■ **Dataset excerpts**
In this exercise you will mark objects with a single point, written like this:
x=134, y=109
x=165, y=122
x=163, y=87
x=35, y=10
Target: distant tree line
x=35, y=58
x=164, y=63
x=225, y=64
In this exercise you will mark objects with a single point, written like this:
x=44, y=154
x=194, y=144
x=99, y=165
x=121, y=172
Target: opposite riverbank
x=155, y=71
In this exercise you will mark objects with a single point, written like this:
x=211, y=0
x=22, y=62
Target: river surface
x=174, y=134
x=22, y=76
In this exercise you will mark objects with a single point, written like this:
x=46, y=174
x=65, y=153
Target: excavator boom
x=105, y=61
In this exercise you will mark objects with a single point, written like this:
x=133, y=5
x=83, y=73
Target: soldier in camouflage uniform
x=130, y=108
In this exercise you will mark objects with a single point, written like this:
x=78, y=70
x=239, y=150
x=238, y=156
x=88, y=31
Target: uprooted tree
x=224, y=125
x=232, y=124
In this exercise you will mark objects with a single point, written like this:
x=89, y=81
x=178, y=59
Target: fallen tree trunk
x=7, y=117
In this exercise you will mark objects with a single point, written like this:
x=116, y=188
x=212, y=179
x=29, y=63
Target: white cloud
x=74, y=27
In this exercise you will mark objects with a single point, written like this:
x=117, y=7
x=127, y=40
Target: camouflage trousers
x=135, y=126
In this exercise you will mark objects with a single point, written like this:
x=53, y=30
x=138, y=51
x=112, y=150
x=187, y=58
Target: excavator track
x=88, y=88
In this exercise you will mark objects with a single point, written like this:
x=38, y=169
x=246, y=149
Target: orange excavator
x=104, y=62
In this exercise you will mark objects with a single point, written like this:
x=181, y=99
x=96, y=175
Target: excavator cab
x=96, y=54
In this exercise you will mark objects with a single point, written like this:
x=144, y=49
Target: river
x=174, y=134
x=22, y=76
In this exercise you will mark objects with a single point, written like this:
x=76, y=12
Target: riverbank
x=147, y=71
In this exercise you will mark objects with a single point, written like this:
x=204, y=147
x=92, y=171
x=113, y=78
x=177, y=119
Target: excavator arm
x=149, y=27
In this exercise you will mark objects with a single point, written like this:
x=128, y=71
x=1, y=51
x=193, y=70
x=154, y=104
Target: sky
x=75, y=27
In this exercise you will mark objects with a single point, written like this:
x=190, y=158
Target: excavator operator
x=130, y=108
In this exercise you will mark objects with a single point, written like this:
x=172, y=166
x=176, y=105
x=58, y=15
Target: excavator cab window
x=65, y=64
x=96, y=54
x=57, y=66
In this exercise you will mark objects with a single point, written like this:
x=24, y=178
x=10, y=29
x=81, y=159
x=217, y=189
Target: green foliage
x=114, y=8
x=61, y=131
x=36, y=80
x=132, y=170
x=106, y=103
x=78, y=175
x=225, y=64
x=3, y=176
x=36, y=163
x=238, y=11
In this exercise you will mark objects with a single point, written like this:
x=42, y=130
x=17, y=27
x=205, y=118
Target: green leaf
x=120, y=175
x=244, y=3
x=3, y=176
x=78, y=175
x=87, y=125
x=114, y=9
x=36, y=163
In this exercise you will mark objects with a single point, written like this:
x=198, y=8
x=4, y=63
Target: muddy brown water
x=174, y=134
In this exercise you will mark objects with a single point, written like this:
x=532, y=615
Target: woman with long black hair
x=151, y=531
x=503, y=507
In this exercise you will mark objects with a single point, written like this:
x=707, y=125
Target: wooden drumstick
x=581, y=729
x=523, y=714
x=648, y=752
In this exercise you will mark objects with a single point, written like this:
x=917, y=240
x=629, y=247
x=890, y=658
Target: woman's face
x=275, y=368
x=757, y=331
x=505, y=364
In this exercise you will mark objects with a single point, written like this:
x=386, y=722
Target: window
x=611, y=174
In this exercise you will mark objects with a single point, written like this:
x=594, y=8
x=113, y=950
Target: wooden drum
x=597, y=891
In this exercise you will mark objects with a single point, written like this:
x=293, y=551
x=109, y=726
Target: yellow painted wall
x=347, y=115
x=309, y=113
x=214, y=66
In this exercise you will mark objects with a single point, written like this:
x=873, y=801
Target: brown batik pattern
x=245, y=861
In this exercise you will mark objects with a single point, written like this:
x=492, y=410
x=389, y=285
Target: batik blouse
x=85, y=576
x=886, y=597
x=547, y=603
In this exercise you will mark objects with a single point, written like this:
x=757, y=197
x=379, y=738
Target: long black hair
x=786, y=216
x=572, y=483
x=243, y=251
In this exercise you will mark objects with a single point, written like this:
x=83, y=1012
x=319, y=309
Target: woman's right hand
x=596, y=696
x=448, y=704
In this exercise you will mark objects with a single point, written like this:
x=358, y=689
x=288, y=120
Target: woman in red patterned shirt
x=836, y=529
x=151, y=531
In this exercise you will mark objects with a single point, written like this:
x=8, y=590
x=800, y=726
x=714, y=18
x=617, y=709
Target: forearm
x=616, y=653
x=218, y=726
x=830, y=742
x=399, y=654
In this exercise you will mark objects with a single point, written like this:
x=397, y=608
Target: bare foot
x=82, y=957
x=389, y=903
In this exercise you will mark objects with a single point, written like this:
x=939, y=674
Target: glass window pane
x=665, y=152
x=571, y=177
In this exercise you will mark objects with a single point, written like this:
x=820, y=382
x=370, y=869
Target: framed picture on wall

■ **Directions for this task**
Retype the records that precede this task, keeping them exactly the same.

■ **Final answer**
In this exercise you will mark objects with a single point, written like this:
x=134, y=109
x=165, y=122
x=163, y=87
x=35, y=10
Target: distant tree line
x=35, y=58
x=164, y=63
x=225, y=64
In this exercise you will mark objects with a single point, written like this:
x=44, y=154
x=194, y=144
x=99, y=165
x=121, y=172
Target: opposite riverbank
x=155, y=71
In this exercise you will mark objects with a single point, written like this:
x=211, y=0
x=22, y=62
Target: river surface
x=174, y=134
x=22, y=76
In this exercise you will mark objects with a single point, written like this:
x=46, y=174
x=65, y=153
Target: excavator boom
x=105, y=61
In this exercise you will mark objects with a single point, written like this:
x=133, y=5
x=83, y=73
Target: soldier in camouflage uniform
x=130, y=108
In this exercise you will mark objects with a single point, written like this:
x=78, y=70
x=239, y=150
x=238, y=156
x=88, y=31
Target: uprooted tree
x=224, y=125
x=232, y=124
In this exercise you will mark objects with a single point, written like this:
x=89, y=81
x=178, y=59
Target: fallen tree trunk
x=7, y=117
In this exercise you will mark objects with a single point, written like this:
x=116, y=188
x=212, y=179
x=29, y=63
Target: white cloud
x=74, y=27
In this exercise you will mark objects with a single point, written like this:
x=117, y=7
x=127, y=40
Target: camouflage trousers
x=135, y=126
In this exercise you will mark objects with a single point, written like this:
x=53, y=30
x=138, y=51
x=112, y=150
x=187, y=58
Target: excavator track
x=88, y=88
In this exercise you will mark objects with a single point, written like this:
x=38, y=169
x=246, y=149
Target: orange excavator
x=104, y=62
In this exercise you will mark objects with a single point, written like this:
x=181, y=99
x=96, y=175
Target: excavator cab
x=96, y=54
In this exercise you will mark objects with a single point, written like this:
x=144, y=49
Target: river
x=174, y=134
x=22, y=76
In this exercise you will mark objects with a single point, written like this:
x=76, y=12
Target: riverbank
x=147, y=71
In this exercise you will mark objects with a single point, written like this:
x=204, y=147
x=92, y=171
x=113, y=78
x=177, y=119
Target: excavator arm
x=149, y=27
In this exercise you will mark objects with a single point, written like this:
x=128, y=71
x=1, y=51
x=193, y=70
x=154, y=104
Target: sky
x=75, y=27
In this exercise you will mark objects with a single point, written like this:
x=190, y=158
Target: excavator operator
x=130, y=108
In this exercise you will mark objects with a single point, written like this:
x=172, y=166
x=176, y=105
x=58, y=15
Target: excavator cab window
x=65, y=64
x=96, y=54
x=57, y=66
In this exercise you will mark objects with a single point, written like this:
x=24, y=178
x=10, y=29
x=81, y=159
x=217, y=189
Target: green foliage
x=114, y=8
x=61, y=131
x=36, y=80
x=132, y=170
x=106, y=103
x=78, y=175
x=225, y=64
x=3, y=176
x=36, y=163
x=238, y=11
In this exercise you will mark objects with a single point, written like this:
x=42, y=130
x=17, y=27
x=205, y=118
Target: green leaf
x=120, y=175
x=244, y=3
x=3, y=176
x=78, y=175
x=87, y=125
x=114, y=9
x=36, y=163
In this exercise you will mark objects with a single point, written like this:
x=198, y=8
x=4, y=63
Target: muddy brown water
x=174, y=134
In this exercise you will mark objects with a single point, written like this:
x=532, y=615
Target: woman with long black hair
x=151, y=531
x=503, y=507
In this exercise you will mark objects with a single point, written like this:
x=707, y=125
Target: wooden drumstick
x=581, y=729
x=523, y=714
x=648, y=752
In this exercise you will mark objects with a single point, written like this:
x=917, y=240
x=629, y=247
x=890, y=658
Target: woman's face
x=275, y=368
x=757, y=331
x=505, y=364
In this exercise you will mark objects with a single point, written like this:
x=386, y=722
Target: window
x=611, y=174
In this exercise you will mark objects with a single point, written like this:
x=594, y=8
x=113, y=950
Target: wooden drum
x=597, y=891
In this exercise you will mark objects with a single point, written like this:
x=293, y=551
x=109, y=726
Target: yellow painted wall
x=347, y=115
x=309, y=113
x=214, y=66
In this exercise you will mark objects with a single point, written like this:
x=873, y=801
Target: brown batik pattern
x=245, y=861
In this exercise you will mark objects with a single point, written like this:
x=492, y=410
x=389, y=285
Target: batik blouse
x=85, y=576
x=886, y=597
x=547, y=603
In this exercise you will mark objects with a single point, written like this:
x=757, y=197
x=379, y=738
Target: long black hair
x=786, y=216
x=572, y=483
x=243, y=251
In this exercise you will mark objects with a single point, written like this:
x=83, y=1012
x=319, y=309
Target: woman's right hand
x=596, y=696
x=448, y=704
In this exercise you will mark objects with a single point, written like this:
x=358, y=689
x=288, y=120
Target: woman in red patterned shirt
x=836, y=529
x=151, y=531
In this exercise you will mark objects with a single point, written like this:
x=8, y=590
x=800, y=726
x=714, y=18
x=617, y=709
Target: forearm
x=616, y=653
x=218, y=726
x=830, y=742
x=399, y=654
In this exercise you will mark objects with a single point, written like this:
x=397, y=608
Target: bare foot
x=82, y=957
x=389, y=903
In this exercise you will mark objects with a single point, written like this:
x=939, y=674
Target: glass window pane
x=665, y=152
x=571, y=177
In this exercise you will mark objects with a single point, written like this:
x=820, y=382
x=370, y=869
Target: framed picture on wall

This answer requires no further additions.